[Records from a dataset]
========================
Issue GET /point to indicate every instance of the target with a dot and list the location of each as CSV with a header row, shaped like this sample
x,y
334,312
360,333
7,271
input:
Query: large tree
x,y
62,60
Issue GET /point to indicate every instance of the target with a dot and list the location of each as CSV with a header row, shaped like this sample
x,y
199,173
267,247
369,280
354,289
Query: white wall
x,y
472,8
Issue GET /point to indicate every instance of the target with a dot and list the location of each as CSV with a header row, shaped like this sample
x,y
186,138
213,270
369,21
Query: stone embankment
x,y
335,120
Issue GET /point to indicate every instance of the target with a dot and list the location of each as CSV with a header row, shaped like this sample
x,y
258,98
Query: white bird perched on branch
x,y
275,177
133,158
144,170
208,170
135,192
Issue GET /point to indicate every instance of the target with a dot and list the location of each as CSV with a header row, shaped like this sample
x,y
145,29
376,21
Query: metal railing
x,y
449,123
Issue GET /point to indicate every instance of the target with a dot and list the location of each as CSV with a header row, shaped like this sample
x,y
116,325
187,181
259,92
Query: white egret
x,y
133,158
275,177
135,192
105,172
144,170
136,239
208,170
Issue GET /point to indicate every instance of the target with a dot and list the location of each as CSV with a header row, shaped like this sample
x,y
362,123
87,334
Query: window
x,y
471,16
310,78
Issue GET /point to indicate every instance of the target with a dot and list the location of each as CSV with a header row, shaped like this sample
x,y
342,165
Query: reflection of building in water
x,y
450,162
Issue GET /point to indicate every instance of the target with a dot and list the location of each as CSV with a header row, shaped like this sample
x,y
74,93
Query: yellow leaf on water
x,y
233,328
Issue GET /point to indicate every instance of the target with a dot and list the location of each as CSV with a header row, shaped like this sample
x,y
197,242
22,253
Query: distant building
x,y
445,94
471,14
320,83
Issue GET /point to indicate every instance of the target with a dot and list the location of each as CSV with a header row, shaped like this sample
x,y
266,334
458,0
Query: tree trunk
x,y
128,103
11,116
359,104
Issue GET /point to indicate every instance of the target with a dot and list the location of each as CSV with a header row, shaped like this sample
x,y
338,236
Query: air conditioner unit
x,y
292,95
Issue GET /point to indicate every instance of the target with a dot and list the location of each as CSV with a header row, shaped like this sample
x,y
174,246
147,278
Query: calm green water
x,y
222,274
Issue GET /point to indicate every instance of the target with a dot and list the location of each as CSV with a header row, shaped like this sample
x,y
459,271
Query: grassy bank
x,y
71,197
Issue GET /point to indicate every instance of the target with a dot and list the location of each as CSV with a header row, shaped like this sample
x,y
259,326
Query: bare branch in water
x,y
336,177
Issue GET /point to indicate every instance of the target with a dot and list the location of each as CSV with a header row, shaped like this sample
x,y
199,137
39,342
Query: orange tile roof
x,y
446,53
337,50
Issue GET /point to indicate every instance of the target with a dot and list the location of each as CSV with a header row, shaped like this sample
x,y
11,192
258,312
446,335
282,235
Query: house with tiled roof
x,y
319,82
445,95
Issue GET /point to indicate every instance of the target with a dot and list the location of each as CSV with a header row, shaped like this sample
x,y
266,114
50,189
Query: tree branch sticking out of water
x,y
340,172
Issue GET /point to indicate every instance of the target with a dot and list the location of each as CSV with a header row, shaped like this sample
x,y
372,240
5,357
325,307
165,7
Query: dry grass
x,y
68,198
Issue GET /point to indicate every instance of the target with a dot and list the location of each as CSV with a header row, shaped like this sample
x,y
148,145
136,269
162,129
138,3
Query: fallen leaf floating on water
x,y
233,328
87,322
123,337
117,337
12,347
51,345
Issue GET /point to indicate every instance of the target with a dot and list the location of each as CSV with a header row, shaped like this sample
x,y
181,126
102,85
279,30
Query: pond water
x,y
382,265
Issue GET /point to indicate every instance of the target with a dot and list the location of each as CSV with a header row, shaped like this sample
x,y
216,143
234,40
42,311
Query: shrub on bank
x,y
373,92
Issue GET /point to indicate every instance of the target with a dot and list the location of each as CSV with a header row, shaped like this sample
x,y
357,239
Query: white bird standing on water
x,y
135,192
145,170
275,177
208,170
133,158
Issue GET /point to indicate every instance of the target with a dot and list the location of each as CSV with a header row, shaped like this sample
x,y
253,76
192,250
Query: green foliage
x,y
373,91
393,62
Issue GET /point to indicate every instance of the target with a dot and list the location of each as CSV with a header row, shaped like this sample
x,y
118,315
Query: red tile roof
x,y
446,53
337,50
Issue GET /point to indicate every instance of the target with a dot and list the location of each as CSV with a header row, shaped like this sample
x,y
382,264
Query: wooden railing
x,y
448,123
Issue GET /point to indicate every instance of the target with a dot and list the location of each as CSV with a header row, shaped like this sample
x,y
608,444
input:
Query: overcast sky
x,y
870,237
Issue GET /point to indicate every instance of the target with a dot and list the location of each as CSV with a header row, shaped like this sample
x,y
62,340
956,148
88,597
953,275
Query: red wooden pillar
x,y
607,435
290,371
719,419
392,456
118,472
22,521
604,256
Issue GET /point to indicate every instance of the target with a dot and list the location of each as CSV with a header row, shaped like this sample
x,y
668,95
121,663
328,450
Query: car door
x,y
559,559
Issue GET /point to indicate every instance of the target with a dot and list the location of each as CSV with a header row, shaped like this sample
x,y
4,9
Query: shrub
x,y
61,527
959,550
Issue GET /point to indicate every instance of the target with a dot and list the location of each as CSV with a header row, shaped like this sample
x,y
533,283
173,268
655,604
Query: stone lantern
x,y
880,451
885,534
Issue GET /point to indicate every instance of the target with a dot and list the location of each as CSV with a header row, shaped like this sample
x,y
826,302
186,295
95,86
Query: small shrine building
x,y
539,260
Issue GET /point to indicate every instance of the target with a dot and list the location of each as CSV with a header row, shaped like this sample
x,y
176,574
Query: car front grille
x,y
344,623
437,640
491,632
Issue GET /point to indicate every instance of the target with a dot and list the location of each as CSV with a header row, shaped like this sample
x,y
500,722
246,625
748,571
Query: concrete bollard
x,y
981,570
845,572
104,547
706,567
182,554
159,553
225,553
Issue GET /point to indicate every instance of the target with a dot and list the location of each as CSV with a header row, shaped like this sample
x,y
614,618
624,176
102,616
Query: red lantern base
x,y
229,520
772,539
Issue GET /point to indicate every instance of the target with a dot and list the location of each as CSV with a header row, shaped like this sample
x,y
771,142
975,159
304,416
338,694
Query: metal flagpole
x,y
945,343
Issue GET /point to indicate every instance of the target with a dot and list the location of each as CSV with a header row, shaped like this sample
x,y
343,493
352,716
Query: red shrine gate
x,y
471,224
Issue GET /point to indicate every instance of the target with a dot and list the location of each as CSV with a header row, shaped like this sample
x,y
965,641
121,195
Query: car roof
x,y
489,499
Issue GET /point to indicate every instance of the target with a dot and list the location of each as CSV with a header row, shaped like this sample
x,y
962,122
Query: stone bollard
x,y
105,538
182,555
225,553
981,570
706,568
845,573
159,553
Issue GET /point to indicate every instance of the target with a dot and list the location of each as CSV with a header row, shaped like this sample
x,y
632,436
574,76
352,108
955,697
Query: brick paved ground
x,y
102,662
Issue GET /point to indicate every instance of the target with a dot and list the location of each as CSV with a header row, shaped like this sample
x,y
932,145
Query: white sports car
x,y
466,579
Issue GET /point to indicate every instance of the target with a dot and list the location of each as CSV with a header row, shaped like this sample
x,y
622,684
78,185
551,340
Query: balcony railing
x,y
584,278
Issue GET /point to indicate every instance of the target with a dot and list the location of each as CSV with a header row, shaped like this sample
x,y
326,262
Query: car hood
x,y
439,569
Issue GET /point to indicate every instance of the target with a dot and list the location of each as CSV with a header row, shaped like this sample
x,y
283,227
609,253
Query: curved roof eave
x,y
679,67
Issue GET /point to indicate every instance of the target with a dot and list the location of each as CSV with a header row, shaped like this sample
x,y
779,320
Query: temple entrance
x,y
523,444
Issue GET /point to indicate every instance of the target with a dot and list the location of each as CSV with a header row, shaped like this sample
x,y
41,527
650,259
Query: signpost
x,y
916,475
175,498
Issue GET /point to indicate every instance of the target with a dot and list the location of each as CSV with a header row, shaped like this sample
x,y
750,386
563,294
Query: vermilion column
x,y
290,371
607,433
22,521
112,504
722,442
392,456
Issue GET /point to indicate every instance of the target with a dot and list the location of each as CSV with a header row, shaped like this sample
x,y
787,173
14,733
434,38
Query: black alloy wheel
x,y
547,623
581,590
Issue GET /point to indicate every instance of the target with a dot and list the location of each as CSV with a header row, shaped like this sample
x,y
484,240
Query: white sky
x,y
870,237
========================
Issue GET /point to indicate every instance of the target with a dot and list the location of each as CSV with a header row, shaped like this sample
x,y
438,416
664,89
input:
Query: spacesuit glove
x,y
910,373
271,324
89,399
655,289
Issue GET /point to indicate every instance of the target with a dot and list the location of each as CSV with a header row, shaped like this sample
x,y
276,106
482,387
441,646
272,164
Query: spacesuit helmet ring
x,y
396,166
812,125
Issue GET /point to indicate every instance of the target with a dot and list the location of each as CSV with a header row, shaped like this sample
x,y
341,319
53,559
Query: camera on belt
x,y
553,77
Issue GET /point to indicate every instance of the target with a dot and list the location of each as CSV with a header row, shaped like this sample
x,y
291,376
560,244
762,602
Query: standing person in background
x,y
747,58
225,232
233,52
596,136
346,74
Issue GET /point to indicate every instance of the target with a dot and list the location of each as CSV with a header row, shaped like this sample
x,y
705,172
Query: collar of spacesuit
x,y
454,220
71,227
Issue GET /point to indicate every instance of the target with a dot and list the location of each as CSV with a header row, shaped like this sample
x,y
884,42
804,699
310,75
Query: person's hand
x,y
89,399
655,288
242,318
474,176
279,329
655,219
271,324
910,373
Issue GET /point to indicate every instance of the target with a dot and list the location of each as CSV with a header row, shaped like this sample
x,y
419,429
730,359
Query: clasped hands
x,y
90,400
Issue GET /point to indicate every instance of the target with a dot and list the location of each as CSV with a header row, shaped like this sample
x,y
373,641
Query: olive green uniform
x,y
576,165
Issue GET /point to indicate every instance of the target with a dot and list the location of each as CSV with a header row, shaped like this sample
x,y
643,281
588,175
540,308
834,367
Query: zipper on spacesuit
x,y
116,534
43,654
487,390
========================
[Goal of the exercise]
Which of the lines above contain the string "standing"? Identify every such line and copy it in full, treating uppercase and lowercase as different.

[Solution to the exercise]
Query: white bird standing on water
Query: standing person in background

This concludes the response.